SOURCE TEXT =
++++++

OECD forecasts slow, weak recovery
Czech Republic will recover faster than larger economies such as Germany, UK
Posted: July 8, 2009
By Claire Compton - Staff Writer | Comments (3) | Post comment

Julie Cala
Wörgötter says, "The biggest function of the OECD's outlook is trade harmonization."
The editorial preface to the Organization for Economic Cooperation and Development's (OECD's) most recent semi-annual economic outlook is titled "Nearing the Bottom?" The June 24 report anticipates that, while OECD economic activities are "approaching [their] nadir," the recovery will be "both weak and fragile" - and also slow, according to the OECD's senior economist, Andreas Wörgötter, who spoke with The Prague Post about the outlook. Gross domestic product (GDP) in the EU is expected to contract 4.8 percent in 2009 and stand at zero percent in 2010. In the Czech Republic, growth will have a sharper contrast as GDP is forecast to contract 4.9 percent in 2009 but grow 1.4 percent in 2010.
The Prague Post: Economic indicators have been especially volatile during the crisis. How is the OECD finding it more difficult to create an outlook that can hold up for six months?
Andreas Wörgötter: This year, we also released what we called an "interim outlook" in March because we discovered, in the course of the year, that [January's outlook was] too far off. Our outlook relies partly on models, but we also judge how we think things are developing. The biggest function of the OECD's outlook is trade harmonization. In a nutshell, we're taking into account every country's exports and imports and summing it up so it should be more or less balanced, or zero.
TPP: Have economies really hit bottom in the recession?
What the Organization for Economic Cooperation and Development's 2009 economic outlook means:
For the EU: GDP will be down 4.8 percent in 2009 and stagnate at zero percent in 2010, an upward revision from the previous forecast of a fall of 0.3 percent in 2010
For the Czech Republic: GDP will be down 4.2 percent in 2009 and grow 1.4 percent in 2010. Consumer price inflation is projected to slow sharply
AW: The headline of our outlook is "Nearing the Bottom?" - with a question mark. I think that's where we are, and I think that the freefall is over. Most indicators point to a further contraction in the second quarter, but I'm not just talking about the Czech Republic. We also believe the recovery will be weak and slow.
TPP: What do you mean by weak?
AW: Weak meaning growth rates around 1 percent or 2 percent for big countries like Germany and the UK, and maybe 2 percent and 3 percent for countries like the Czech Republic, Poland and Slovakia.
TPP: Some of the gloomier predictions say it will take countries more than 10 years to pay down the deficits run up by rescue packages. Is that accurate?
AW: Now, you have all sorts of weird predictions out there. Obviously debt consolidation will be a big issue, and not much time should be wasted to make public services more efficient. That can be done by making use of e-government, making sure people do not stay on benefit programs longer than absolutely necessary and closing loopholes in tax collection. That's a big topic also for the Czech Republic; we think there are opportunities to make tax collection more efficient. Governments will have to scratch for every effort in order to get back to sustainable finances.
TPP: The Czech Republic's economy is primarily based on exports, and, as a result, policy leaders have maintained the recession here is purely imported. In that case, is there anything the country can do to avoid the effects of a financial crisis?

++++++

DATA SUPPLIED =
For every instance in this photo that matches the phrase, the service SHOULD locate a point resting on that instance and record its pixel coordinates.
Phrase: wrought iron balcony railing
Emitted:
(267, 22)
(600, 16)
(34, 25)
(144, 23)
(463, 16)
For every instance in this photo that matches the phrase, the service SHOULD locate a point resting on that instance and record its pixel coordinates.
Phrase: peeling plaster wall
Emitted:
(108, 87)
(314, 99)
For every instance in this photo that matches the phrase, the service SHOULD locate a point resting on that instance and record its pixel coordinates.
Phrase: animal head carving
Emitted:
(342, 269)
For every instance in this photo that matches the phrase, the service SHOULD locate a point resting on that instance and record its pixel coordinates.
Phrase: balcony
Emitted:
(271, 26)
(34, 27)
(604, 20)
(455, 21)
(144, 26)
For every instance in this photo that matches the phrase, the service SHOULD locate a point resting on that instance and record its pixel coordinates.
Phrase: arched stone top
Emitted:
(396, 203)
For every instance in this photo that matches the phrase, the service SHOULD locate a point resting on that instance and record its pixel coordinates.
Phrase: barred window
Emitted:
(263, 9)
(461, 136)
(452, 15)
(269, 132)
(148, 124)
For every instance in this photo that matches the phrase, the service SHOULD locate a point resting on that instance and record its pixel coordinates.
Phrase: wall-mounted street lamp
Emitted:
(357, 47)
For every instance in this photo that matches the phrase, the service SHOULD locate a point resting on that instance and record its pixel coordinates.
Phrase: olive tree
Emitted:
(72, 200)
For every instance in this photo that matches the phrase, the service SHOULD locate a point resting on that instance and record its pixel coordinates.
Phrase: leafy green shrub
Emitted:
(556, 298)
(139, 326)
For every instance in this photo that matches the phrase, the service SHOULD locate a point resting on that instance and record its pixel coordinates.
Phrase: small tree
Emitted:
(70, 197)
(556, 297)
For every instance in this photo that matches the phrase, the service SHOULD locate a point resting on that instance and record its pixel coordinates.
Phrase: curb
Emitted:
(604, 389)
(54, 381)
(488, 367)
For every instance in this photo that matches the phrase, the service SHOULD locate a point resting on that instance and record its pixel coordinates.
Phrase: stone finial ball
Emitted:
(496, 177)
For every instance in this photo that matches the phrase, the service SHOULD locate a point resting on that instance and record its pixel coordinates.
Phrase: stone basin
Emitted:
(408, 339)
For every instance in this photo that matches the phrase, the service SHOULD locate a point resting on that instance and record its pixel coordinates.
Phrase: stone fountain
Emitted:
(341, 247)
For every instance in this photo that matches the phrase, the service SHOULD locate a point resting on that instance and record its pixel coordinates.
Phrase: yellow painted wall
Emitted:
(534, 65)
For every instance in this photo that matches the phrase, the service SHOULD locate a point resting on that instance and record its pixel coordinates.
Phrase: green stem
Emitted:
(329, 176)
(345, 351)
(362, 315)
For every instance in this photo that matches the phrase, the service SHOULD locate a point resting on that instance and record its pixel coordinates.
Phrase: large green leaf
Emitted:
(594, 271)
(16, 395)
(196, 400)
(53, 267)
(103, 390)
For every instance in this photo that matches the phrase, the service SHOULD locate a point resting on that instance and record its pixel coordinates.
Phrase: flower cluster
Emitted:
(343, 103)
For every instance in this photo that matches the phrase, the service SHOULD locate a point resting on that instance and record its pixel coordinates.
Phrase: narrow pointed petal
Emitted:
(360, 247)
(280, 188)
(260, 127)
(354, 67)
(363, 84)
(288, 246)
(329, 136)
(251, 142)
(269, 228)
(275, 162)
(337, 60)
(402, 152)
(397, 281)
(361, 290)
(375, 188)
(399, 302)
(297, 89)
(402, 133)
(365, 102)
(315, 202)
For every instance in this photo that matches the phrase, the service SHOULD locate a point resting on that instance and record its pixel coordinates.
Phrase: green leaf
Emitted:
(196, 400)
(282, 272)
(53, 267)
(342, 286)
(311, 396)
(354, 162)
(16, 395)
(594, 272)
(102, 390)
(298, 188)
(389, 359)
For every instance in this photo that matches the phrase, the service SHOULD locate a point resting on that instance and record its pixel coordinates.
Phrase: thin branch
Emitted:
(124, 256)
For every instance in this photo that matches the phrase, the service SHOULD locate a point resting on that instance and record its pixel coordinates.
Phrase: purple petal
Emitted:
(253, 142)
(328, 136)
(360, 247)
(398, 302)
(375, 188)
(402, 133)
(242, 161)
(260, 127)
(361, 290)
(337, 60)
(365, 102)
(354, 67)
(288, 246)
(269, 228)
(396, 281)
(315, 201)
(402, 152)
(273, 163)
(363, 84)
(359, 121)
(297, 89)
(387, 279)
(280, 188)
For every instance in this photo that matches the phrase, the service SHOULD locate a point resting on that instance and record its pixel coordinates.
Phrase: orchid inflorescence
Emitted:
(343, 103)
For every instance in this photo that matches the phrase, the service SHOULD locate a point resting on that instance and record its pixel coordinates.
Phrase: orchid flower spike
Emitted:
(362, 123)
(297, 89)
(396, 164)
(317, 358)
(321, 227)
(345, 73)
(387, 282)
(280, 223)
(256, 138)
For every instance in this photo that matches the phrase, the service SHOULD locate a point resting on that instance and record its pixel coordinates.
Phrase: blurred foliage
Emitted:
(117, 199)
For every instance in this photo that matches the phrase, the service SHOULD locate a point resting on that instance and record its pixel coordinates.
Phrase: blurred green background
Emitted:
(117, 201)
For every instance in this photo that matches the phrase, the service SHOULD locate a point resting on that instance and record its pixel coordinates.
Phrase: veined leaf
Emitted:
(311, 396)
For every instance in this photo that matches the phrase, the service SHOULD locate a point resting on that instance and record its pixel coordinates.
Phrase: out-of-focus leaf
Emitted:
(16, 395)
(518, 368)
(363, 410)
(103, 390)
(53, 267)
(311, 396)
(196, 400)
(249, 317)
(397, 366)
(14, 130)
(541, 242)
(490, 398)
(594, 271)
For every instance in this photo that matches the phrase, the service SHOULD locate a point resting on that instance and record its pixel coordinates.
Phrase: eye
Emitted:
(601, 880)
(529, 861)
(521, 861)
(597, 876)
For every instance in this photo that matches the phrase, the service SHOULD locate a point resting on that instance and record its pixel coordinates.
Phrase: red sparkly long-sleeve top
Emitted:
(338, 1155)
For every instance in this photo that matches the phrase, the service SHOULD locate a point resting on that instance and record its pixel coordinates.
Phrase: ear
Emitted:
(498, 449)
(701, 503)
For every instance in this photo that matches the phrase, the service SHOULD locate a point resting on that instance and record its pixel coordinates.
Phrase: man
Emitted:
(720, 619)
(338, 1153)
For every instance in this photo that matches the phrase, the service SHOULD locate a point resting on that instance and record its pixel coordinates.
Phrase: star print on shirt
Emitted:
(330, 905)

++++++

EXERCISE TASKS =
1: Please translate this sentence from the OECD interview into Spanish: "Our outlook relies partly on models, but we also judge how we think things are developing."
2: Write out the passage of the OECD interview starting at "The Prague Post: Economic" and ending at "for six months?", word for word.

ANSWERS BELOW =
1: Nuestras perspectivas se basan en parte en modelos, pero también evaluamos cómo creemos que se están desarrollando las cosas.

2:
The Prague Post: Economic indicators have been especially volatile during the crisis. How is the OECD finding it more difficult to create an outlook that can hold up for six months?